## Input rows:
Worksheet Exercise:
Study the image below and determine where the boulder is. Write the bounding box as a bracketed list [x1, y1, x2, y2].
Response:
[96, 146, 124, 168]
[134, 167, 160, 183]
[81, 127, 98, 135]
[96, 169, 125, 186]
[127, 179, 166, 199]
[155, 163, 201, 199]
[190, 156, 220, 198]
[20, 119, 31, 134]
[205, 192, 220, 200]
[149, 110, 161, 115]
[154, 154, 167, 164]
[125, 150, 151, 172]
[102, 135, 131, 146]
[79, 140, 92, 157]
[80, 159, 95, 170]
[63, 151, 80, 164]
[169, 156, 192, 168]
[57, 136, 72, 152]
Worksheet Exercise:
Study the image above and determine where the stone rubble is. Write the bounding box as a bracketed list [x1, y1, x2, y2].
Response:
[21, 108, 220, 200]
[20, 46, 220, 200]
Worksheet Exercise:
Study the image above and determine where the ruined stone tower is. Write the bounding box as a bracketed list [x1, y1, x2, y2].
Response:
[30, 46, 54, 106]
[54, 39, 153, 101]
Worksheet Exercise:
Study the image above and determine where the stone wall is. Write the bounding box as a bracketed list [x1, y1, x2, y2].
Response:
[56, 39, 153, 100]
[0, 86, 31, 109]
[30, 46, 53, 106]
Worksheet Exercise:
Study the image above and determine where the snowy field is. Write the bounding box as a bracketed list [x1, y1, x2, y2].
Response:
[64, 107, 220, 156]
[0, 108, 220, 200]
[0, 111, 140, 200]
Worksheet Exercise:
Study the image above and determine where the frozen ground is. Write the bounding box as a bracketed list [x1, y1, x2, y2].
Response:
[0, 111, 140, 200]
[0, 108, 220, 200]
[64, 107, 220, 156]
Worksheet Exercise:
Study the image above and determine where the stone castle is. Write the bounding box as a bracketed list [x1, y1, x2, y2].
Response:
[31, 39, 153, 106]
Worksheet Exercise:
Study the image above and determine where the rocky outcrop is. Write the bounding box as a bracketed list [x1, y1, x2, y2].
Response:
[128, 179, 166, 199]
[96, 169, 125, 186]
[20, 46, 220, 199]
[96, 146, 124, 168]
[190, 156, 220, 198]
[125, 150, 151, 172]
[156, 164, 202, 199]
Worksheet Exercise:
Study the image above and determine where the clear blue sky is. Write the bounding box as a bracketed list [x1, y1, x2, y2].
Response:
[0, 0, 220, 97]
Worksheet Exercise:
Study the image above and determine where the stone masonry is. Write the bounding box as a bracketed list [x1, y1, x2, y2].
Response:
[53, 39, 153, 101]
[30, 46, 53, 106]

## Instruction:
Transcribe the whole listing above line for line, leaving every character unchanged.

## Written answer:
Worksheet Exercise:
Study the image below and determine where the boulder is. Write the bounding box as a bracketed list [x1, y1, x2, y2].
Response:
[96, 146, 124, 168]
[134, 167, 160, 183]
[81, 127, 98, 135]
[96, 169, 125, 186]
[127, 179, 166, 199]
[155, 163, 201, 199]
[190, 156, 220, 198]
[20, 119, 31, 134]
[205, 192, 220, 200]
[149, 110, 161, 115]
[154, 154, 167, 164]
[125, 150, 151, 172]
[102, 135, 131, 146]
[79, 140, 92, 157]
[80, 159, 95, 170]
[63, 151, 80, 164]
[169, 156, 192, 168]
[57, 136, 72, 152]
Worksheet Exercise:
Study the image above and determine where the stone rubble is. Write the bounding box as a bracketed list [x1, y1, x2, y2].
Response:
[21, 108, 220, 200]
[20, 46, 220, 200]
Worksheet Exercise:
Study the image above and determine where the ruined stone tower is. Write the bounding box as a bracketed list [x1, y1, x2, y2].
Response:
[30, 46, 54, 106]
[54, 39, 153, 101]
Worksheet Exercise:
Study the image above and determine where the stone wall is. Write the bounding box as a bracketed list [x1, y1, x2, y2].
Response:
[56, 39, 153, 100]
[0, 86, 31, 109]
[30, 46, 53, 106]
Worksheet Exercise:
Study the image above and determine where the snowy field is. Write the bounding box as a bracketed list [x1, y1, x2, y2].
Response:
[64, 107, 220, 156]
[0, 108, 220, 200]
[0, 111, 140, 200]
Worksheet Exercise:
Study the image above and determine where the frozen ground is. Write the bounding box as a bracketed list [x1, y1, x2, y2].
Response:
[0, 111, 140, 200]
[0, 108, 220, 200]
[64, 107, 220, 156]
Worksheet Exercise:
Study the image above and determine where the stone castle is. Write the bounding box as a bracketed list [x1, y1, x2, y2].
Response:
[31, 39, 153, 106]
Worksheet Exercise:
Study the image above and determine where the rocky outcrop is. Write the bounding box as a bracketed list [x1, y1, x2, y2].
Response:
[128, 179, 166, 199]
[96, 169, 125, 186]
[20, 46, 220, 199]
[96, 146, 124, 168]
[190, 156, 220, 198]
[125, 150, 151, 172]
[156, 164, 202, 199]
Worksheet Exercise:
Study the image above and determine where the clear blue sky is. Write the bounding box as a bracketed list [x1, y1, x2, y2].
Response:
[0, 0, 220, 97]
Worksheet Exercise:
Study the image above and determine where the stone masonry is. Write the bounding box as a bracketed list [x1, y1, x2, y2].
Response:
[53, 39, 153, 101]
[30, 46, 53, 106]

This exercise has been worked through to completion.